* _QUESTIONS TO ANSWER_:
1) Duplicate the passage from the piece on trans casting in Hollywood, starting with "If you like" and going on through "is now called.".
2) Which real people does the piece on trans casting in Hollywood mention by name?
━━━ TEXT ━━━
If you like movie confrontation, then take your seats for a battle of epic proportions: trans people v Hollywood. The trans community has long objected to the way major film companies have sidelined trans actors, while simultaneously demonising or pathologising trans characters. This has just grown worse as trans has become newsworthy.
There was outrage in 2015 as Roland Emmerich attempted to rewrite the history of the Stonewall riots by substituting cute, white and gay for real activists: people of colour, trans women, lesbians and drag queens.
There were mixed feelings too over The Danish Girl, and things soured considerably when the film’s lead, Eddie Redmayne, decided that playing a trans character gave him carte blanche to lecture the world on trans issues – or “Redmayning”, as it is now called.
This year the studios have announced (Re)assignment, a fairly ludicrous sounding revenge fantasy about a hitman who undergoes forced gender reassignment surgery; and – the final straw – Mark Ruffalo, the executive producer of Anything, has defended the casting of Mark Bomer as a trans woman.
The trans actor Jen Richards responded magnificently to the news, warning Hollywood that casting non-trans actors in trans roles was not just offensive, but dangerous. Ruffalo rather meekly replied that we are all learning and wished he had known this sooner. The trans community seethed.
Is this battle wise? Ruffalo is known, after all, for turning monstrously green when angry and trashing tall tower blocks with his bare hands. Although he was nice to the Black Widow. Or was that just an on-screen thing?
Movies create a halo effect, endowing real people with imagined characteristics. Trans authenticity is already frequently challenged: so casting non-trans actors, and pushing a narrative that suggests being trans is just a matter of acting or “putting on a dress”, contributes directly to discrimination and violence.
And despite Ruffalo’s protestations, it’s not hard to do better. Here are some pointers for would-be movie moguls keen to cover the topical issue of trans life:
In the UK groups such as Trans Media Watch and All About Trans, will help you to understand the sensitivities and the issues and put you in touch with real trans people. No one is going to lay down the law: but they will let you know if you are falling into cliche and tired tropes.
Not every film need mimic mundane reality. There is drama, comedy and interest aplenty in the lived experience of ordinary trans folk. Likewise not every trans person is hero or villain, homicidal axe murderer or pathetic victim. In fact most trans people are very ordinary indeed. Don’t obsess over the extraordinary or dwell on negatives.
━━━ AVAILABLE DATA ━━━
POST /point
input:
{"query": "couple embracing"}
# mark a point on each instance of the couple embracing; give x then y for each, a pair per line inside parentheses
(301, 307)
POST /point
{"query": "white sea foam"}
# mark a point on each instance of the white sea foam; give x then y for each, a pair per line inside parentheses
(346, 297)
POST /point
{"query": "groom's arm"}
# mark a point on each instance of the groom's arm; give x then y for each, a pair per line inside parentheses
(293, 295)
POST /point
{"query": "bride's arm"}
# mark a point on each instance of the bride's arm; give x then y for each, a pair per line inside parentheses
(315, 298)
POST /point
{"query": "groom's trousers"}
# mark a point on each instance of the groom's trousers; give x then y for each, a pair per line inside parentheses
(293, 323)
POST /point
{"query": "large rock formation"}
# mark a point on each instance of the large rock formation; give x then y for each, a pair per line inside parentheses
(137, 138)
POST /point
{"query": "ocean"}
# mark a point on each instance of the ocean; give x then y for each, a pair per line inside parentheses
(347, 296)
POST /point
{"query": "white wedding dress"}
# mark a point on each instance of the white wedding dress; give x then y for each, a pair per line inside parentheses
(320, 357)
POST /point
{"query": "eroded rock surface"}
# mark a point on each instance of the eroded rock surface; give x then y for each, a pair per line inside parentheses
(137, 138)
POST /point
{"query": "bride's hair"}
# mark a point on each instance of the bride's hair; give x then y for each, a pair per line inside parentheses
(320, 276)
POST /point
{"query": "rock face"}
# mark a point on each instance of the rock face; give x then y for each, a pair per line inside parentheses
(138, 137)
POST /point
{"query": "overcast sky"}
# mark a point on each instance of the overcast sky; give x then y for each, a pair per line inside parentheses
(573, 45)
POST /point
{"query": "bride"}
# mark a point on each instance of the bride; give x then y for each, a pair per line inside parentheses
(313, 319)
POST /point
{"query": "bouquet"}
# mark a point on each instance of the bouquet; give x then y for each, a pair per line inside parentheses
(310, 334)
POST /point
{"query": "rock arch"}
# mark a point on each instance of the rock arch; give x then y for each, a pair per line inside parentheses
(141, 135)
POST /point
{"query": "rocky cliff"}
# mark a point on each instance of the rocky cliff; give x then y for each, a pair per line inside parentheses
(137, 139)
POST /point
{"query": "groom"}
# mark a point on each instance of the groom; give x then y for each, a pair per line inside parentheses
━━━
* _SOLUTION SET_:
1)
If you like movie confrontation, then take your seats for a battle of epic proportions: trans people v Hollywood. The trans community has long objected to the way major film companies have sidelined trans actors, while simultaneously demonising or pathologising trans characters. This has just grown worse as trans has become newsworthy.
There was outrage in 2015 as Roland Emmerich attempted to rewrite the history of the Stonewall riots by substituting cute, white and gay for real activists: people of colour, trans women, lesbians and drag queens.
There were mixed feelings too over The Danish Girl, and things soured considerably when the film’s lead, Eddie Redmayne, decided that playing a trans character gave him carte blanche to lecture the world on trans issues – or “Redmayning”, as it is now called.

2)
- Roland Emmerich
- Eddie Redmayne
- Mark Ruffalo
- Mark Bomer
- Jen Richards